EXTRACTED INFORMATION:

┄┄┄┄┄┄

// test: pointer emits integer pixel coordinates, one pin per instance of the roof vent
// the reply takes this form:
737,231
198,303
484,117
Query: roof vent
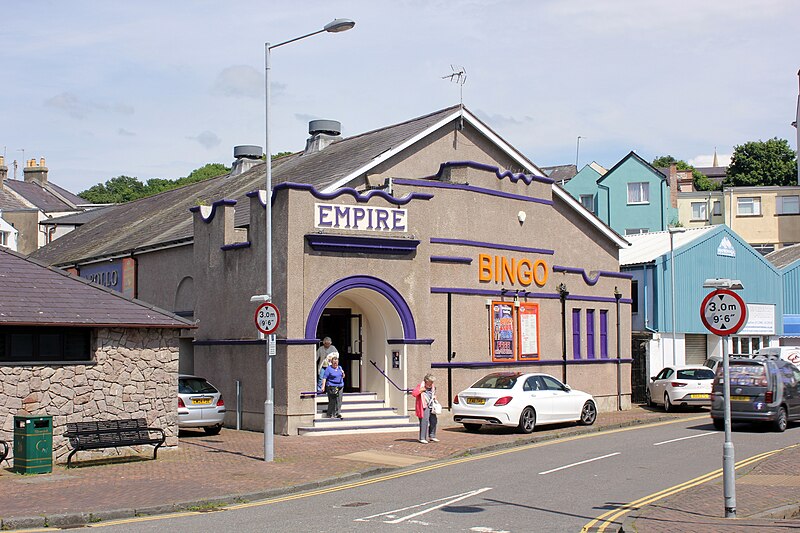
323,133
247,156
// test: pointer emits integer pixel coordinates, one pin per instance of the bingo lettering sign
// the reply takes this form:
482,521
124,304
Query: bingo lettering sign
361,218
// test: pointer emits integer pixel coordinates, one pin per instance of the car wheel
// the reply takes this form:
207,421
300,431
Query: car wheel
649,399
588,413
668,404
781,422
527,420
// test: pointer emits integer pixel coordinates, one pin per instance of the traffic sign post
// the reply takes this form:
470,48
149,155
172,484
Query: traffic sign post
723,313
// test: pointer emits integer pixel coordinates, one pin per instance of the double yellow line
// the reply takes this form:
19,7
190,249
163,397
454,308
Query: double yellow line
600,523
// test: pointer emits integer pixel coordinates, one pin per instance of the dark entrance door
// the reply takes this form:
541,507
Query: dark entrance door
340,325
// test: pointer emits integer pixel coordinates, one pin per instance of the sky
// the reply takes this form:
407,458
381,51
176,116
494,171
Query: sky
159,88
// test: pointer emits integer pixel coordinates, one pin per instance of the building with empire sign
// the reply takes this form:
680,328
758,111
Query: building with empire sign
427,246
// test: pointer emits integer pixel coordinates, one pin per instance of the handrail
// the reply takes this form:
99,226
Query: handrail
407,391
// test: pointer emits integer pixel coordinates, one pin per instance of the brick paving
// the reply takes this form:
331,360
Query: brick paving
207,470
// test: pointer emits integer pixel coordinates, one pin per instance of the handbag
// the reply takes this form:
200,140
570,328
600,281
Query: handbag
436,407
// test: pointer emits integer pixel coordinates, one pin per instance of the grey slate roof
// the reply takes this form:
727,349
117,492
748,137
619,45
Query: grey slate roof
34,294
785,256
165,217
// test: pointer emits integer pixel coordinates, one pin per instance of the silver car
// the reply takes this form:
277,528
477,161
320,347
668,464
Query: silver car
200,405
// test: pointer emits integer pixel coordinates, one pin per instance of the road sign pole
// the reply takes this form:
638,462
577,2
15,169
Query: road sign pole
728,469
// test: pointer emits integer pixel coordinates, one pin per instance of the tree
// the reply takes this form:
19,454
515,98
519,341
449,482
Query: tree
771,162
701,181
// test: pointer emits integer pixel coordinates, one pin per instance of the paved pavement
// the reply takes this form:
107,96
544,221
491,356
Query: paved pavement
205,471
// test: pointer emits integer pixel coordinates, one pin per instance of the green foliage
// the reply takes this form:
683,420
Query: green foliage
771,162
701,181
125,188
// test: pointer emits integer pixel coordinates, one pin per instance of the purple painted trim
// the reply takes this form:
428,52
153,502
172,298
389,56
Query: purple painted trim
235,246
362,282
322,242
410,341
471,188
527,178
359,197
218,203
559,362
587,279
450,259
461,242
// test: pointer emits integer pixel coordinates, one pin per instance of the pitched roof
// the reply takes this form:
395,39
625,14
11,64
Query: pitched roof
34,294
647,247
785,256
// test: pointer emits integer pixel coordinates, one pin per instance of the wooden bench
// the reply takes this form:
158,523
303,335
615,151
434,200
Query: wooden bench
112,434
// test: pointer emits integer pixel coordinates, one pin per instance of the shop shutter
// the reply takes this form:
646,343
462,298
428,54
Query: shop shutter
695,349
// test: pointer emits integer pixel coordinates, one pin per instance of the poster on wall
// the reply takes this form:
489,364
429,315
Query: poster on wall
528,317
502,331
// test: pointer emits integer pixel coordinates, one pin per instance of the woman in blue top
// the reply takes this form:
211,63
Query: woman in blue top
332,383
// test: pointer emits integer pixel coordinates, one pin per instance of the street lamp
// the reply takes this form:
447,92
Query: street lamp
672,231
335,26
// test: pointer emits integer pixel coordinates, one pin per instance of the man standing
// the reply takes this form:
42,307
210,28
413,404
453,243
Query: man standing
322,359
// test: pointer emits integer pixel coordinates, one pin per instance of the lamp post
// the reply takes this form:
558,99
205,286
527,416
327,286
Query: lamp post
335,26
672,231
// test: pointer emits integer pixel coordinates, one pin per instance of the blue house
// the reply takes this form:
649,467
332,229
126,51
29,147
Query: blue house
632,198
699,254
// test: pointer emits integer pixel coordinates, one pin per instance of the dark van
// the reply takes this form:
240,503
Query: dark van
763,389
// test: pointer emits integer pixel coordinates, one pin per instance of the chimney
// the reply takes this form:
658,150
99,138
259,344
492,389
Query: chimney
323,133
3,172
245,157
35,173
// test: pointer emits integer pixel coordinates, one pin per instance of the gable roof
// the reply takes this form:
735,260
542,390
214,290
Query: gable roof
636,157
34,294
164,219
785,256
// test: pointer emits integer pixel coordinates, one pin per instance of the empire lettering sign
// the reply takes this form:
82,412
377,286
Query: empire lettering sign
363,218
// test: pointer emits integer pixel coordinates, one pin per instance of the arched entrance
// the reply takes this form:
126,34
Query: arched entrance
362,314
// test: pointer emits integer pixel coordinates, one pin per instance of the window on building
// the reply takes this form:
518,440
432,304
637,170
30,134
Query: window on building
788,205
44,345
603,334
590,333
639,193
748,206
699,211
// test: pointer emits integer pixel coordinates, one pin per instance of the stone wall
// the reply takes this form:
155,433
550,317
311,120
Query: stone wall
134,375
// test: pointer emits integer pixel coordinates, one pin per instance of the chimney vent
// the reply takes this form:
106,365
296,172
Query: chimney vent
246,156
323,133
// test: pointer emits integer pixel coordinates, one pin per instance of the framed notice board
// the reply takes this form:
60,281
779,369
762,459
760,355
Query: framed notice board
528,332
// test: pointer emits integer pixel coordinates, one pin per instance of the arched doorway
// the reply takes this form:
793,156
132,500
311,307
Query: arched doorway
362,314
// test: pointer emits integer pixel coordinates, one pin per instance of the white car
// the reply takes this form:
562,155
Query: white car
681,385
521,400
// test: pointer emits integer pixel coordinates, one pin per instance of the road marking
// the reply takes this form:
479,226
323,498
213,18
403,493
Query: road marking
447,500
608,518
685,438
579,463
403,473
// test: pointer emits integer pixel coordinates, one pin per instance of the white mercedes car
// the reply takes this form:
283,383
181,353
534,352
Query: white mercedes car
521,400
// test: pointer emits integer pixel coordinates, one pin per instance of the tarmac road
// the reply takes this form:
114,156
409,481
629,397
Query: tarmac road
559,485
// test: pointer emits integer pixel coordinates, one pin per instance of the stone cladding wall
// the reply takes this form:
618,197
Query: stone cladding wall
134,375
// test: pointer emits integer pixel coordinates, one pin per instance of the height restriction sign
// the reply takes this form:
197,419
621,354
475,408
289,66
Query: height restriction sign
723,312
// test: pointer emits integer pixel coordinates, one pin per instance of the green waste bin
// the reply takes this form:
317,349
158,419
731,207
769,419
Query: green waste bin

┄┄┄┄┄┄

Do not include images; quote all of the entries above exactly.

EXERCISE RESULT:
// test: pointer emits integer pixel coordinates, one pin per instance of the roof vent
// the reply takes this form:
737,231
198,303
484,117
Query: roof vent
323,133
247,156
// test: pointer emits integer pixel coordinates, one pin per instance of the bingo lettering sign
// the reply takes this form:
482,521
124,304
Query: bingo lettering sign
361,218
// test: pointer emits integer pixel coordinates, one pin per instance of the car wheel
// the reply takes this form:
207,421
300,431
Query: car wheel
649,399
588,413
668,404
781,422
527,420
// test: pointer emits integer pixel coordinates, one pin per instance of the traffic sign post
// the reply takes this form:
470,48
149,155
172,484
Query: traffic sign post
723,313
// test: pointer emits integer pixel coordinates, one pin per instance of the double yellow line
// the reply takes this form:
19,7
190,249
163,397
454,308
Query: double yellow line
600,523
// test: pointer emits integer pixel coordinates, one pin per instance of the dark entrance door
// the reply takes this form:
541,507
Query: dark entrance door
340,325
// test: pointer emits integer pixel coordinates, one pin per instance of the sky
// the reply takes this form:
407,458
381,51
176,116
494,171
Query: sky
159,88
// test: pointer emits integer pixel coordinates, one pin per instance of the building with empire sign
// the reply takes this form:
680,328
758,111
Query: building with empire sign
427,246
// test: pointer emits integer pixel coordinates, one pin per instance of the handrail
// the reply takes this form:
99,226
Query: handrail
407,391
// test: pointer emits integer pixel coordinates, one pin per instance of the brick paving
// the reply takes this form:
331,360
Query: brick paving
207,470
// test: pointer emits integer pixel coordinates, one pin per instance of the handbag
// the reply takes this form:
200,140
570,328
600,281
Query: handbag
436,407
// test: pointer emits integer pixel coordinates, one pin per instance of the grey slate roof
// the reply takes this form:
727,349
117,492
748,137
619,45
Query: grey slate roof
34,294
785,256
165,217
// test: pointer emits integer pixel coordinates, one pin per instance of the silver car
// the reply takes this form:
277,528
477,161
320,347
668,464
Query: silver car
200,405
// test: pointer emits integer pixel coordinates, one pin per instance of the road sign pole
// the reply takes this form:
638,462
577,2
15,169
Query: road sign pole
728,469
// test: pointer emits integer pixel coordinates, one pin per instance of the tree
// the reply takes this form:
19,454
515,98
519,341
449,482
Query: tree
771,162
701,181
// test: pointer emits integer pixel coordinates, one pin per instance of the paved pavement
// the reply takes this form:
107,96
544,221
491,356
Query: paved pavement
205,471
// test: pointer emits integer pixel coordinates, one pin per instance of the green foliage
// the reply takes this form:
683,420
Query: green foliage
771,162
701,181
125,188
// test: pointer emits integer pixel coordinates, one pin per instance of the purple painted trim
// the reply takes this form:
428,52
153,502
172,298
389,56
Query: purple painted trim
235,246
362,282
322,242
410,341
471,188
527,178
359,197
218,203
559,362
587,279
450,259
461,242
// test: pointer emits integer pixel coordinates, one pin per instance of the pitched roof
// the reply takes this form:
395,39
625,14
11,64
Query: pitched roof
34,294
647,247
785,256
// test: pointer emits integer pixel coordinates, one pin per instance of the wooden bench
// the reply takes this form:
158,523
303,335
615,151
434,200
Query: wooden bench
112,434
// test: pointer emits integer pixel coordinates, one pin per instance of the shop shutter
// the reply takes this form:
646,343
462,298
428,54
Query: shop shutter
695,349
// test: pointer emits integer pixel coordinates, one pin per instance of the poster on wall
// the reply takes this form:
489,364
429,315
Query: poster on wall
528,317
502,331
// test: pointer emits integer pixel coordinates, one pin per instance of the woman in blue top
// the reply takes this form:
211,63
Query: woman in blue top
332,383
// test: pointer emits integer pixel coordinates, one pin per instance of the street lamp
// the reply takes this form:
447,92
Query: street lamp
672,231
335,26
// test: pointer emits integer pixel coordinates, one pin per instance of the man standing
// the reply takes this form:
42,307
210,28
413,404
453,243
Query: man standing
322,359
// test: pointer emits integer pixel coordinates, one pin per instance of the lamp post
// the reply takes this form:
558,99
205,286
527,416
327,286
Query: lamp post
335,26
672,231
// test: pointer emits integer pixel coordinates, one pin per instance of the blue house
// the reply takes this form:
649,467
332,229
126,51
29,147
Query: blue house
632,198
699,254
// test: pointer emits integer pixel coordinates, one pin per instance of the dark van
// the reply takes this form:
240,503
Query: dark van
763,389
// test: pointer emits integer pixel coordinates, one pin per instance of the chimney
// the reply takes this form:
658,150
99,138
259,344
492,389
Query: chimney
323,133
3,172
245,157
35,173
// test: pointer emits integer pixel coordinates, one pin per instance of the gable roof
// the reply takes this form:
735,260
542,390
214,290
Query: gable roof
636,157
34,294
164,219
785,256
// test: pointer emits integer pixel coordinates, one pin per instance of the empire lettering sign
// the reply takes this form:
82,412
377,286
Query: empire lettering sign
363,218
// test: pointer emits integer pixel coordinates, one pin per instance of the arched entrance
// the reply takes this form:
126,34
Query: arched entrance
362,314
// test: pointer emits integer pixel coordinates, one pin per instance of the window on building
// the reply takes this form:
518,440
432,304
637,170
30,134
Query: window on building
788,205
44,345
603,334
590,333
639,193
748,206
699,211
// test: pointer emits integer pixel coordinates, one pin per instance of the stone wall
// the reply takes this form:
155,433
550,317
311,120
Query: stone wall
134,375
// test: pointer emits integer pixel coordinates, one pin per instance of the chimney vent
// the reply takes this form:
106,365
296,172
Query: chimney vent
246,156
323,133
// test: pointer emits integer pixel coordinates, one pin per instance of the framed notice board
// the reply takes this form:
60,281
779,369
762,459
760,355
Query: framed notice board
528,332
// test: pointer emits integer pixel coordinates, one pin per instance of the arched doorway
// the reply takes this form:
793,156
132,500
311,307
Query: arched doorway
362,314
// test: pointer emits integer pixel coordinates, one pin per instance of the white car
// the reply takes this form:
562,155
Query: white car
681,385
521,400
// test: pointer emits integer pixel coordinates, one pin per instance of the road marking
// the reply takes this form:
479,226
323,498
213,18
403,493
Query: road marking
447,500
608,518
685,438
579,463
403,473
// test: pointer emits integer pixel coordinates, one pin per instance of the white mercedes car
// the reply takes this form:
283,383
181,353
534,352
Query: white mercedes car
521,400
// test: pointer emits integer pixel coordinates, one pin per instance of the tarmac road
// the reply takes this form:
114,156
409,481
629,397
Query: tarmac road
559,485
// test: pointer emits integer pixel coordinates, one pin per instance of the stone cladding wall
// the reply takes this form:
618,197
Query: stone cladding wall
134,375
// test: pointer emits integer pixel coordinates, one pin per instance of the height restriction sign
// the reply takes this form:
197,419
621,354
475,408
289,66
Query: height restriction sign
723,312
// test: pointer emits integer pixel coordinates, one pin per instance of the green waste bin
// the reply takes this form:
317,349
158,419
731,207
769,419
Query: green waste bin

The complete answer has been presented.